▸ What you are asked to do:
Can you quote the lines below exactly, starting at the line with "Note: mark the dense" and going through the last one?

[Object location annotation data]
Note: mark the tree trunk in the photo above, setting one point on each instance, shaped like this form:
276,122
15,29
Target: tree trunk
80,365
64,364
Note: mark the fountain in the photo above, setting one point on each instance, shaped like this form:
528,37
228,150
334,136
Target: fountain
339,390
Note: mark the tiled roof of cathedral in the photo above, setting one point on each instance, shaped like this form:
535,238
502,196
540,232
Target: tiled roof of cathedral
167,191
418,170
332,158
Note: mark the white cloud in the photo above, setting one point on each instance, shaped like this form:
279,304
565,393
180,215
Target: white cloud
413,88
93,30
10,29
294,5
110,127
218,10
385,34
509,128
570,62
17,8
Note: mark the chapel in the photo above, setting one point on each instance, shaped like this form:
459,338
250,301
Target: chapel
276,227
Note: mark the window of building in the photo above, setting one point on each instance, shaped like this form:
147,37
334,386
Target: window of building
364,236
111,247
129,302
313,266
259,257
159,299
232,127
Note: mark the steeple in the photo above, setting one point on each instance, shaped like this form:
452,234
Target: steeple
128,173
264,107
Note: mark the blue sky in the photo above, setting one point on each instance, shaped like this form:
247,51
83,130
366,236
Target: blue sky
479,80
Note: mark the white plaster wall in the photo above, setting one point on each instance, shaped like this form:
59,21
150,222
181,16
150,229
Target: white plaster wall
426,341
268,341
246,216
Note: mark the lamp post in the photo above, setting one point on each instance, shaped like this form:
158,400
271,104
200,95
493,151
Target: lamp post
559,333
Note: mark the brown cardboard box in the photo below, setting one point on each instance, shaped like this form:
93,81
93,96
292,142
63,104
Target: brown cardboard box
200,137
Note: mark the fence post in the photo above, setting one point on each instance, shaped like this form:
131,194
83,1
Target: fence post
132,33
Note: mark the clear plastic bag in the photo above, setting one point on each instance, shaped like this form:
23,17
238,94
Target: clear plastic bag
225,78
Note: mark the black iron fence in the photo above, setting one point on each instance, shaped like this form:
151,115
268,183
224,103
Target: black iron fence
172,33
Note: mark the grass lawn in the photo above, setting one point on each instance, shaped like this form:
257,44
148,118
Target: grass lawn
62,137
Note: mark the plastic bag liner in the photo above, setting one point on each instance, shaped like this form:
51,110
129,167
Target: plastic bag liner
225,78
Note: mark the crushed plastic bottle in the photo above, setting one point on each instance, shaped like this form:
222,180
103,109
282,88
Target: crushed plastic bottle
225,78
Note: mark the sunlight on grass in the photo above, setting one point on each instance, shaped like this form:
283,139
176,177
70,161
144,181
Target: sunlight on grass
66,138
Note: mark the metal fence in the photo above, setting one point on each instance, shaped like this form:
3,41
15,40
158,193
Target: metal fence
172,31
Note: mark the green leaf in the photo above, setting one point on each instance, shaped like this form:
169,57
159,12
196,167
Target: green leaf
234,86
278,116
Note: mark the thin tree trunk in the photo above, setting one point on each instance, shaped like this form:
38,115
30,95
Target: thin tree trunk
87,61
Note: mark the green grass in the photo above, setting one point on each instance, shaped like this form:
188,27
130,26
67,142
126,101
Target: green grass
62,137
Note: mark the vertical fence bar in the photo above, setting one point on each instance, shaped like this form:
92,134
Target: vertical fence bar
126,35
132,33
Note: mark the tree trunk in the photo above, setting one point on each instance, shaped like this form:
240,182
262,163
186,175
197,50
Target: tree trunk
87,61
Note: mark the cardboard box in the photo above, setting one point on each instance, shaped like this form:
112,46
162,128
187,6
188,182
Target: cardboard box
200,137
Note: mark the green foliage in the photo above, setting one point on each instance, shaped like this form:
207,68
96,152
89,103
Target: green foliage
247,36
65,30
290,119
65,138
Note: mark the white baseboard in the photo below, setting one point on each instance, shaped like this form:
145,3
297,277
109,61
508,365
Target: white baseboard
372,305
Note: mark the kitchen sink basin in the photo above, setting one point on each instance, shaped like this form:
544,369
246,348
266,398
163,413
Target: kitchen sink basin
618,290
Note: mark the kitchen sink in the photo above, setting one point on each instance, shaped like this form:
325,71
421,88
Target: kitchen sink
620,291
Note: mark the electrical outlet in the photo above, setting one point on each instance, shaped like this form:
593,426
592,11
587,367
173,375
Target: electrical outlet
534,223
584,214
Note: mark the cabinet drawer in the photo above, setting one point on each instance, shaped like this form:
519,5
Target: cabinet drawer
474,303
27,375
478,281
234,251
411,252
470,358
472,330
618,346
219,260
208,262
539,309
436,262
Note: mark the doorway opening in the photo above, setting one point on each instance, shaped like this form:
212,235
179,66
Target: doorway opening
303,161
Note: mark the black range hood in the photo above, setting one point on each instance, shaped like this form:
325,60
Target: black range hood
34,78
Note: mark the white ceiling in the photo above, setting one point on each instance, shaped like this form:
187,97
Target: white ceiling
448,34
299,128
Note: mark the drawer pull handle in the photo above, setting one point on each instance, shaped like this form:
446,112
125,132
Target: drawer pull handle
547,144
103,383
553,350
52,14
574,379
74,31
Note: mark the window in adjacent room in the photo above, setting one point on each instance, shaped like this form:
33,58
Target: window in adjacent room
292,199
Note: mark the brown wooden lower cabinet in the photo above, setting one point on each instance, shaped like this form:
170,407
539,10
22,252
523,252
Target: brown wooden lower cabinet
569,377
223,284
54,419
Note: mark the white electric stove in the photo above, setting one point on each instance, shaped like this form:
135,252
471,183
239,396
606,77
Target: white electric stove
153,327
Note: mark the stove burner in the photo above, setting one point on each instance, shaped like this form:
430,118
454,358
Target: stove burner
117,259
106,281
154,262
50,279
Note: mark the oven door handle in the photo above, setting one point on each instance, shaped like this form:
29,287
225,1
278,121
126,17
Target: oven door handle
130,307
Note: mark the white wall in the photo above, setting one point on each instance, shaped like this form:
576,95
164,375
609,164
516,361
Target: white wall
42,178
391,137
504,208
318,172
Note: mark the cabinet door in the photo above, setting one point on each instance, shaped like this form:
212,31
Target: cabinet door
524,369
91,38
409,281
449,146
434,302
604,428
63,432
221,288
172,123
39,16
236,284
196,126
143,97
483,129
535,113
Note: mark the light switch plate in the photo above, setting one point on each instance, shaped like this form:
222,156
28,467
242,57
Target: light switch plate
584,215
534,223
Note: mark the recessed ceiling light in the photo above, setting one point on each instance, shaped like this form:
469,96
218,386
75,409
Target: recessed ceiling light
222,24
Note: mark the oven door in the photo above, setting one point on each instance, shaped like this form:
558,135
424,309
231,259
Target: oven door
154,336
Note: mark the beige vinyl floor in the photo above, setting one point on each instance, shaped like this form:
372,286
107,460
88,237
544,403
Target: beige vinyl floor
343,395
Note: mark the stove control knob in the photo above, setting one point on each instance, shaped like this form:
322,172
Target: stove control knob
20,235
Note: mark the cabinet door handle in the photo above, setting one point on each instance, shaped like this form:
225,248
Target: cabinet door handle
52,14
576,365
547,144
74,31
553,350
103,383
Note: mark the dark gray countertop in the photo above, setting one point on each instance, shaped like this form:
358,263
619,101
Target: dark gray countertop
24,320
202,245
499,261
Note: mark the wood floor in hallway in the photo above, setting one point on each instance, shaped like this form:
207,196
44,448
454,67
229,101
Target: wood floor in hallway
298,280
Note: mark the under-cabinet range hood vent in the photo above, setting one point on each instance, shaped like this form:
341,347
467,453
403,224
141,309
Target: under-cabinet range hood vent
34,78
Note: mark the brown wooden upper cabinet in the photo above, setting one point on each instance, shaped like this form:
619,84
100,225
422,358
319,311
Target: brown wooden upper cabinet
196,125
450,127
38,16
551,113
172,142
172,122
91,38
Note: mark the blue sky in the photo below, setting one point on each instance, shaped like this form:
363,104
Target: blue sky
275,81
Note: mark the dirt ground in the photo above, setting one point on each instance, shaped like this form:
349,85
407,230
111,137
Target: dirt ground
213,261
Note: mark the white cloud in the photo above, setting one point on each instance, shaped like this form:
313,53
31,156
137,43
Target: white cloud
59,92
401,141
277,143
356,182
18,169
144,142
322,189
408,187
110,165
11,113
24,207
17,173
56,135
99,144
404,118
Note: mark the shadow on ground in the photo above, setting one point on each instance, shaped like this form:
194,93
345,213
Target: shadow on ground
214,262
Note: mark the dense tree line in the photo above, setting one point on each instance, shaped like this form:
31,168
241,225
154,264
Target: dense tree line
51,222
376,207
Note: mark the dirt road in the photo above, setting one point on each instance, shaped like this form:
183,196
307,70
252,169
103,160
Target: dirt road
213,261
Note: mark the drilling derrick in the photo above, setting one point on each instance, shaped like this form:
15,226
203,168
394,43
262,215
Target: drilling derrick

▸ Task response:
Note: mark the dense tree line in the photo above, setting one point on each instance, shaped like this form:
31,168
241,225
154,264
Target: dense tree line
51,222
376,207
Note: mark the dirt road in the photo above, setting one point on each instance, shaped like this form:
183,196
307,70
252,169
103,160
Target: dirt road
213,261
Note: mark the drilling derrick in the photo above, setting one point on each instance, shaped like this form:
15,226
203,168
394,43
262,215
Target: drilling derrick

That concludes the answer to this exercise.